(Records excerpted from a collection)

========

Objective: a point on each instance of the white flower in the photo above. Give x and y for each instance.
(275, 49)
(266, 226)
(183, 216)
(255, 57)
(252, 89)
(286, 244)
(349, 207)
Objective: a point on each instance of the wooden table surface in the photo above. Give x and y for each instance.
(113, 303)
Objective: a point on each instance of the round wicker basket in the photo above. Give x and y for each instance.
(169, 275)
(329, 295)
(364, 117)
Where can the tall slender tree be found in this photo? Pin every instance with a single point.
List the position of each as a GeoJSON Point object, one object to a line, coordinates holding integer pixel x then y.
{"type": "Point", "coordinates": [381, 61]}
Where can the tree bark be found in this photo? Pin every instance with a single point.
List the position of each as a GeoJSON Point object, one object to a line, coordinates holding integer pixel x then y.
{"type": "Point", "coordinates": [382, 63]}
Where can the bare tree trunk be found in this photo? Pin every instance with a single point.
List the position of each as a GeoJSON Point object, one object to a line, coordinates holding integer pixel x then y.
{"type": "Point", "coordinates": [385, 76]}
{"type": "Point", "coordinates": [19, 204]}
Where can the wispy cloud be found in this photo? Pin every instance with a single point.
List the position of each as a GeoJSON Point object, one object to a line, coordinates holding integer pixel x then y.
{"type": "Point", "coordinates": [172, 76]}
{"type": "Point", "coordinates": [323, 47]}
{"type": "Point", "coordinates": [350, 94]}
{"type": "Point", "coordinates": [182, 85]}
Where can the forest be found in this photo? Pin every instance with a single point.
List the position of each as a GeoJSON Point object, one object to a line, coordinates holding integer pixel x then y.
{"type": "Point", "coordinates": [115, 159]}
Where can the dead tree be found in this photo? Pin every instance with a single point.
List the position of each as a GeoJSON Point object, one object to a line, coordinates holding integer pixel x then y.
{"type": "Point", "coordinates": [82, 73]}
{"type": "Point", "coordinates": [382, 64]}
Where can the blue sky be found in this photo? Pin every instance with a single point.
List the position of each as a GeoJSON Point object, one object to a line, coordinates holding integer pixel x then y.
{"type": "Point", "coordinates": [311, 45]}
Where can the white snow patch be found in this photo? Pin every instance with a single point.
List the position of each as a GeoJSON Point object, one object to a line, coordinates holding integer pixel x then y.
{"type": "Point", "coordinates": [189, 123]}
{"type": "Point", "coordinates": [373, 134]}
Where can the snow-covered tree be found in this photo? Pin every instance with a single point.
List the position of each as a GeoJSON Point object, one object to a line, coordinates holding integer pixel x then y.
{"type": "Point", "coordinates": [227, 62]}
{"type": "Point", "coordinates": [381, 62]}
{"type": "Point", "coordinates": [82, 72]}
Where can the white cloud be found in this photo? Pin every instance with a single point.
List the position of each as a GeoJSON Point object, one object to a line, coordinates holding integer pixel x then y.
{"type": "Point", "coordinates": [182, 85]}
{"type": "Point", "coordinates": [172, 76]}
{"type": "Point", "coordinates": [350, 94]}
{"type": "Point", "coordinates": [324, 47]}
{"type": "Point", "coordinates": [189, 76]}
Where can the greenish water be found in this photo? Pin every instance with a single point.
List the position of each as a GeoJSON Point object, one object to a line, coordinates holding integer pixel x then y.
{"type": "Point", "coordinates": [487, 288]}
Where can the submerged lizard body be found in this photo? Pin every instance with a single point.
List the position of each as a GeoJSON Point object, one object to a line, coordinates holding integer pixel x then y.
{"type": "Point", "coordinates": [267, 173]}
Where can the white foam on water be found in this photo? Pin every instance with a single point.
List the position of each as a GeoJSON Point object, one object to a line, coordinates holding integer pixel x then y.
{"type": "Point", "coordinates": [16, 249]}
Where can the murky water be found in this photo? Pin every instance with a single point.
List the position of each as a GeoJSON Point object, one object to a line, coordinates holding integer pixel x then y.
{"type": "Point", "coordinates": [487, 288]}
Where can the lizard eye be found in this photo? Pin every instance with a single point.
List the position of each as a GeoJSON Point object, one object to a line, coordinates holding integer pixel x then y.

========

* _TASK REQUIREMENTS_
All of the data needs to be repeated exactly.

* _EXERCISE SOLUTION_
Objective: a point on each instance of the white flower in the photo above. Give x and y for each instance.
(275, 49)
(266, 226)
(183, 216)
(255, 57)
(252, 89)
(286, 244)
(349, 207)
Objective: a point on each instance of the wooden table surface in the photo above. Give x and y for each instance.
(113, 303)
Objective: a point on each instance of the round wicker basket in the photo above. Give x and y for each instance.
(169, 275)
(329, 295)
(364, 117)
Where can the tall slender tree be found in this photo? Pin every instance with a single point.
List the position of each as a GeoJSON Point object, one object to a line, coordinates holding integer pixel x then y.
{"type": "Point", "coordinates": [381, 61]}
Where can the tree bark be found in this photo? Pin every instance with a single point.
List the position of each as a GeoJSON Point object, one object to a line, coordinates holding integer pixel x then y.
{"type": "Point", "coordinates": [382, 63]}
Where can the bare tree trunk be found in this photo? Pin every instance with a single point.
List the position of each as a GeoJSON Point object, one object to a line, coordinates holding integer pixel x then y.
{"type": "Point", "coordinates": [385, 76]}
{"type": "Point", "coordinates": [19, 204]}
Where can the wispy cloud be found in this photo? Pin every instance with a single point.
List the position of each as a GeoJSON Point object, one object to a line, coordinates holding integer pixel x then y.
{"type": "Point", "coordinates": [172, 76]}
{"type": "Point", "coordinates": [323, 47]}
{"type": "Point", "coordinates": [350, 94]}
{"type": "Point", "coordinates": [182, 85]}
Where can the forest be found in this photo? Pin every instance with a single point.
List the position of each as a GeoJSON Point object, one object to a line, coordinates holding integer pixel x then y.
{"type": "Point", "coordinates": [115, 159]}
Where can the dead tree be found in this photo? Pin every instance with a single point.
List the position of each as a GeoJSON Point object, one object to a line, coordinates holding integer pixel x then y.
{"type": "Point", "coordinates": [82, 73]}
{"type": "Point", "coordinates": [382, 64]}
Where can the blue sky be found in this photo? Pin every instance with a single point.
List the position of each as a GeoJSON Point object, one object to a line, coordinates holding integer pixel x then y.
{"type": "Point", "coordinates": [311, 45]}
Where can the white snow patch be found in this photo? Pin every instance with a single point.
List the position of each as a GeoJSON Point object, one object to a line, coordinates holding integer pixel x then y.
{"type": "Point", "coordinates": [189, 123]}
{"type": "Point", "coordinates": [373, 134]}
Where can the snow-covered tree be found in this photo? Pin every instance with a single point.
List the position of each as a GeoJSON Point object, one object to a line, coordinates holding integer pixel x then y.
{"type": "Point", "coordinates": [227, 62]}
{"type": "Point", "coordinates": [381, 62]}
{"type": "Point", "coordinates": [82, 72]}
Where can the white cloud be found in this photo? Pin every instance with a single point.
List the position of each as a GeoJSON Point object, one object to a line, coordinates holding integer pixel x then y.
{"type": "Point", "coordinates": [182, 85]}
{"type": "Point", "coordinates": [172, 76]}
{"type": "Point", "coordinates": [350, 94]}
{"type": "Point", "coordinates": [324, 47]}
{"type": "Point", "coordinates": [189, 76]}
Where can the greenish water be found in this photo? Pin every instance with a single point.
List the position of each as a GeoJSON Point object, one object to a line, coordinates holding integer pixel x then y.
{"type": "Point", "coordinates": [487, 288]}
Where can the submerged lizard body be found in this photo? Pin every instance with a single point.
List the position of each as a GeoJSON Point object, one object to a line, coordinates holding integer pixel x then y.
{"type": "Point", "coordinates": [267, 173]}
Where can the white foam on water be found in this photo? Pin every instance with a single point.
List the position of each as a GeoJSON Point object, one object to a line, coordinates holding integer pixel x then y.
{"type": "Point", "coordinates": [16, 249]}
Where can the murky water be found in this photo? Pin every instance with a single point.
List the position of each as a GeoJSON Point object, one object to a line, coordinates holding integer pixel x then y.
{"type": "Point", "coordinates": [487, 288]}
Where can the lizard eye be found in this photo? Pin every instance with a single point.
List the position of each as a GeoJSON Point object, one object to a line, coordinates holding integer pixel x then y.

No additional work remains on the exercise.